Reading text:
___
Aly speaking with one of Operation Eyesight’s beneficiaries in Kenya. The man had just received cataract surgery at the new eye unit at Kerugoya County Referral Hospital, Operation Eyesight’s partner hospital in Kirinyaga County.
Interview with Aly Bandali, President & CEO, Operation Eyesight Universal
CCIC: Congratulations on being recognized by Charity Intelligence as one of the Top 10 Impact Charities of 2018. What do you think earned Operation Eyesight Universal that recognition?
Aly Bandali: I believe we received this recognition because we leave a lasting impact in the communities we serve. Over a decade ago, Operation Eyesight made the decision to move from an aid agency to a development agency. That was the catalyst, because then the focus of the organization shifted from giving a hand out to giving a hand up. With this mentality, we developed our Hospital-Based Community Eye Health model, which focuses on empowering local communities to take ownership of the issue of avoidable blindness.
Operation Eyesight taps into local resources rather than sending human resources from Canada, which helps us leverage our buying power and gain an economy of scale when we’re working internationally. It’s also empowering for communities to know that there are fellow community members helping other community members – local Kenyans helping Kenyans, for example. This helps us leverage donations and maximize our impact in many ways.
CCIC: Operation Eyesight Universal applies a unique model of Hospital-Based Community Eye Health. What do you think are some of the lessons you have learnt from applying this model that other organizations might be able to learn from?
AB: Operation Eyesight has always maintained a firm commitment to sustainability and quality, and the development of our model based on these two factors gives us the ability to focus on leaving communities versus staying in them. Empowering communities to develop their own health-seeking behaviour is a way for us to work ourselves out of a community, rather than be known for being in that community on a long-term, dependent basis. Ultimately, our goal is to work ourselves out of business!
Our model shares the focus between supply and demand. Most NGOs tend to focus on supply, building capacity in the community when it comes to hospitals, equipment and training. But unless the community is empowered and creates their own demand, there’s no sustainability in that. Other organizations can learn from our model, linking supply to the communities themselves, so they can own it and be part of the development, and building the trust as you link the two together.
___
Parts of the exercise:
• a. Summarize the interview in two sentences.
• b. Answer these questions from the interview:
(i) In which year was Operation Eyesight Universal named one of Charity Intelligence's Top 10 Impact Charities?
(ii) Which hospital is Operation Eyesight's partner hospital in Kirinyaga County?
(iii) According to Bandali, what do most NGOs tend to focus on?
Rely only on the interview above.

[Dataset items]
___
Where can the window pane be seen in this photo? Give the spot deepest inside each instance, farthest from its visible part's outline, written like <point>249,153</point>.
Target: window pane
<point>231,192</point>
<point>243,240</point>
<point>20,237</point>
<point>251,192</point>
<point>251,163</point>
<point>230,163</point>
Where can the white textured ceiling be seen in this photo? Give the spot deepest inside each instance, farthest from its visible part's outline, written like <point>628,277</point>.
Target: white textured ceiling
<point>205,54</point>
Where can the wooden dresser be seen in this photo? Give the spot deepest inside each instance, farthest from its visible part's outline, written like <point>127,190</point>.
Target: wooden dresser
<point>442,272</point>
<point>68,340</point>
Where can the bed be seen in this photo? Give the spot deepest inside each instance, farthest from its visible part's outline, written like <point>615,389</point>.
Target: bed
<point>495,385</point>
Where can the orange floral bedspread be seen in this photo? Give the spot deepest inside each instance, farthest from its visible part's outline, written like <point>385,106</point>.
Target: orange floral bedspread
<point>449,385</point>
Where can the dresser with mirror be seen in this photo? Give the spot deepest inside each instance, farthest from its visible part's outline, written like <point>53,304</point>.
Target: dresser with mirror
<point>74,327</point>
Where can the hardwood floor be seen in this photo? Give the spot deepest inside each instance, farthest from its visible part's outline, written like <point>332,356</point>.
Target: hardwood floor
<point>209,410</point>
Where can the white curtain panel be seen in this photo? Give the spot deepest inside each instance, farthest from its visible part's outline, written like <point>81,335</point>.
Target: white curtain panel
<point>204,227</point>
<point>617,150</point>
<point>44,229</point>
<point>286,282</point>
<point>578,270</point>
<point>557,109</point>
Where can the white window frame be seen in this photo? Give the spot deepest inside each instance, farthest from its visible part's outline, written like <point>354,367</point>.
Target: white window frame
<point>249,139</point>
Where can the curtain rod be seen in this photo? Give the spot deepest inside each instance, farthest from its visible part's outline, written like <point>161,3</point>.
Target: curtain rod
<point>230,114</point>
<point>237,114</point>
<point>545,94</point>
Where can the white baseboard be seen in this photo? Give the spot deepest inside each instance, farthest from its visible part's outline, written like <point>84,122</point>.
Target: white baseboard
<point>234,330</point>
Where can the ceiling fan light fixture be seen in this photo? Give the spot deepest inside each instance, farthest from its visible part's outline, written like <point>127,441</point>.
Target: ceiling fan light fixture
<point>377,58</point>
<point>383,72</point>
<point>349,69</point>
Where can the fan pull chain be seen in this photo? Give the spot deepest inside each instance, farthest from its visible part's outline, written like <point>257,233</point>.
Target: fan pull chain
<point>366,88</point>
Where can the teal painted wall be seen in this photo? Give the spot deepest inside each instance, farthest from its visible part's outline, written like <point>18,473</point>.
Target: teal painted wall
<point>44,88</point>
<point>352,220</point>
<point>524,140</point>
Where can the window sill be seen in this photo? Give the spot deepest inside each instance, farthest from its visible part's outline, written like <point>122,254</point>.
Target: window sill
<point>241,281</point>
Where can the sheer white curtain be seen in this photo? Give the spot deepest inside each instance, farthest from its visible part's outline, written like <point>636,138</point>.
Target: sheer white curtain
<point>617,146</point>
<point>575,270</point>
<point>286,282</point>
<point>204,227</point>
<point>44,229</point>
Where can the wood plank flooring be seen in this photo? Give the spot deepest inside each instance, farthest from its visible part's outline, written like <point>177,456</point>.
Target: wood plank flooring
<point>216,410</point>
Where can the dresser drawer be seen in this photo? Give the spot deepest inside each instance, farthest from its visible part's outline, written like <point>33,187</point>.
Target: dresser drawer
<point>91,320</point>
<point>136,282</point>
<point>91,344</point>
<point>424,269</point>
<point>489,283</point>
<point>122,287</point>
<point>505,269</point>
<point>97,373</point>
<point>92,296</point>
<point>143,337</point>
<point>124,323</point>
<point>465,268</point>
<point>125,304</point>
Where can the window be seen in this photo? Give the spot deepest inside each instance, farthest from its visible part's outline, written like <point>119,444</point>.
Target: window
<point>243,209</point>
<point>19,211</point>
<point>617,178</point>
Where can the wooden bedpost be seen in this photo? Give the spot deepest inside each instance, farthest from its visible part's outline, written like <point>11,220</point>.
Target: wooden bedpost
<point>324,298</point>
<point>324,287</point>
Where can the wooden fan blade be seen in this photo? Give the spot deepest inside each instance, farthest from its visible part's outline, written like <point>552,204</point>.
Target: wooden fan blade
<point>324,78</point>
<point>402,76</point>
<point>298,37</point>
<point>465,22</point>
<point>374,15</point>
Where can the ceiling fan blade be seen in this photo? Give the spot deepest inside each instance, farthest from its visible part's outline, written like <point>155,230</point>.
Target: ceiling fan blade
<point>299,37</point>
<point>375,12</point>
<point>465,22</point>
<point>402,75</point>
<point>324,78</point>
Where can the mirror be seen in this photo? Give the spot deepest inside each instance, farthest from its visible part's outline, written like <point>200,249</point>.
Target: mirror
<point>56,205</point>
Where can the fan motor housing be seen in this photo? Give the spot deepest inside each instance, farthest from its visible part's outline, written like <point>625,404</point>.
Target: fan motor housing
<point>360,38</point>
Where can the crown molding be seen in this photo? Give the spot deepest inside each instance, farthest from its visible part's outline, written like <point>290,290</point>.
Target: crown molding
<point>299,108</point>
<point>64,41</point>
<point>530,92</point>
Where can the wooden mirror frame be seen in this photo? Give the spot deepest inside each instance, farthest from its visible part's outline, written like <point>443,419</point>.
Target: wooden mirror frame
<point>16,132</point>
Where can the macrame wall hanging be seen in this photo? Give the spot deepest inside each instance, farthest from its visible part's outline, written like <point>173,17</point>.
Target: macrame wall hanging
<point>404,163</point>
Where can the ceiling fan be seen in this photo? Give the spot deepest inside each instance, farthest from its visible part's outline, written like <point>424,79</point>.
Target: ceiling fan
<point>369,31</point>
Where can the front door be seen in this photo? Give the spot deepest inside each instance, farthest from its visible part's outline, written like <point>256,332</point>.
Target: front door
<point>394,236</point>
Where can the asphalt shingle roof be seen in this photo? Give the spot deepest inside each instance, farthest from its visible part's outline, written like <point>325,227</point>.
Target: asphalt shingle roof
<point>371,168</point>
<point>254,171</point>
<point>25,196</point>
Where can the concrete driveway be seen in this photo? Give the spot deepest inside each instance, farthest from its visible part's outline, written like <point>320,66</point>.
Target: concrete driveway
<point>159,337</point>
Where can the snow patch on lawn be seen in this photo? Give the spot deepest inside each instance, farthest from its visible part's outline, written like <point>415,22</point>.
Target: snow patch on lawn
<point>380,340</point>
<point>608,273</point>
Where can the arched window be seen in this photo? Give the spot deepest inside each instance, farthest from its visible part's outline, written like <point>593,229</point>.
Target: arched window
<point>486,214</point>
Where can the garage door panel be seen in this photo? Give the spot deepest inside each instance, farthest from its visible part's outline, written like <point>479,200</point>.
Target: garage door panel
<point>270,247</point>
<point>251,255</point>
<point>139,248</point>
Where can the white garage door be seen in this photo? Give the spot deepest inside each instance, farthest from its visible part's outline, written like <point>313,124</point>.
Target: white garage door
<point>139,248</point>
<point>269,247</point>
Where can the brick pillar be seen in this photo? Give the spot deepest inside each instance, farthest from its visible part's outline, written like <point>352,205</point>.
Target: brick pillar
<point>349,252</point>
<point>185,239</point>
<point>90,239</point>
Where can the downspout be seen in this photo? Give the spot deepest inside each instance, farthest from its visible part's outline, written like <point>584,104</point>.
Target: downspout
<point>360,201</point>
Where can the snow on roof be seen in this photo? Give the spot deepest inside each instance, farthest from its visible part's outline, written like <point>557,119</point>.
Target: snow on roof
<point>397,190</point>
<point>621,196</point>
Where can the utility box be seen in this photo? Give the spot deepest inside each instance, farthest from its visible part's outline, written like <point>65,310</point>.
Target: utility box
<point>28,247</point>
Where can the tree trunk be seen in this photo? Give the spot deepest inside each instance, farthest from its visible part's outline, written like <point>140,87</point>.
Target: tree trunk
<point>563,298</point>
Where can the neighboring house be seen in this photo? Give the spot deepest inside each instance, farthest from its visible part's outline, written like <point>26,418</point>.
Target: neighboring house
___
Task solutions:
• a. Aly Bandali, President and CEO of Operation Eyesight Universal, attributes its recognition as one of Charity Intelligence's Top 10 Impact Charities of 2018 to the lasting impact it leaves in communities. He says this impact comes from a shift over a decade ago from aid to development, a Hospital-Based Community Eye Health model that uses local resources, and a balance between supply and the demand that communities create, so that the organization can eventually work itself out of each community.

• b.
(i) 2018
(ii) Kerugoya County Referral Hospital
(iii) Supply, meaning building capacity in the community through hospitals, equipment and training